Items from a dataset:
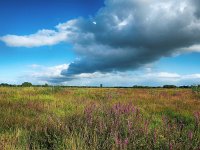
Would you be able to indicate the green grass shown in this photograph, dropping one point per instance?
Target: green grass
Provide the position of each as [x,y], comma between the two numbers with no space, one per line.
[98,118]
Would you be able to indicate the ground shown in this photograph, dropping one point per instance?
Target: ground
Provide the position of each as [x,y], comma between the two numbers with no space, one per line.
[99,118]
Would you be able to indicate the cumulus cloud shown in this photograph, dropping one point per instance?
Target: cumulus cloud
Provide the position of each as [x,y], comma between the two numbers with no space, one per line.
[129,34]
[123,35]
[148,76]
[42,37]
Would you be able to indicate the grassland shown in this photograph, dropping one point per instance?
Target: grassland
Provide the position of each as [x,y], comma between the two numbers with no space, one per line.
[98,118]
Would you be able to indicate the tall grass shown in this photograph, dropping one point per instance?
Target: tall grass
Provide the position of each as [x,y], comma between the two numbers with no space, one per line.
[72,118]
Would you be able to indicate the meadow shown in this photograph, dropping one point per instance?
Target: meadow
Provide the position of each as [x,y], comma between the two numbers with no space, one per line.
[51,118]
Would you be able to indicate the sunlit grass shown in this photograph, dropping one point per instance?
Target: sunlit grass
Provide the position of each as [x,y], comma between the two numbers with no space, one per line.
[98,118]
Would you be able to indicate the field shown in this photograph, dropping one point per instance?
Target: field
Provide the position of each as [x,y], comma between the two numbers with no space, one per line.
[99,118]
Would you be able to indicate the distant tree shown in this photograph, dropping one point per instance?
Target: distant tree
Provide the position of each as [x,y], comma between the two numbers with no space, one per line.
[169,86]
[26,84]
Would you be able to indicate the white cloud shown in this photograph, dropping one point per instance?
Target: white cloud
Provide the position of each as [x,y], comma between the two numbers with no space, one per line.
[41,74]
[41,38]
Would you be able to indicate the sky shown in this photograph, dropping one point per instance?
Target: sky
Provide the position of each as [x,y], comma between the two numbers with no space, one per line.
[93,42]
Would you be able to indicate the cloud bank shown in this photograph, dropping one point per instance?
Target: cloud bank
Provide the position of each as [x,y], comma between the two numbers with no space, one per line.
[148,76]
[123,35]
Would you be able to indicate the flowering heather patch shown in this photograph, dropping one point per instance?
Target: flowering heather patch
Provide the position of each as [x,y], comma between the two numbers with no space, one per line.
[77,119]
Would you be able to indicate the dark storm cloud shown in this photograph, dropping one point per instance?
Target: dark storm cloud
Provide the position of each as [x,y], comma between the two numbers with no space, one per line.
[127,34]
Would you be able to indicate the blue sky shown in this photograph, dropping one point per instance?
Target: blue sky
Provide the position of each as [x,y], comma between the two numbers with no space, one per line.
[114,42]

#### EXERCISE BRIEF:
Reproduce, word for word and in full, only the lines above that start at the line with "Target: white cloud" and run through the line with "Target: sky", both ends included.

#### PROBLEM SOLUTION:
Target: white cloud
Provide the position of each as [x,y], comma between the two numbers with no space, one per line.
[41,74]
[41,38]
Would you be able to indicate the sky shown in this photograph, dropping one point per instance?
Target: sky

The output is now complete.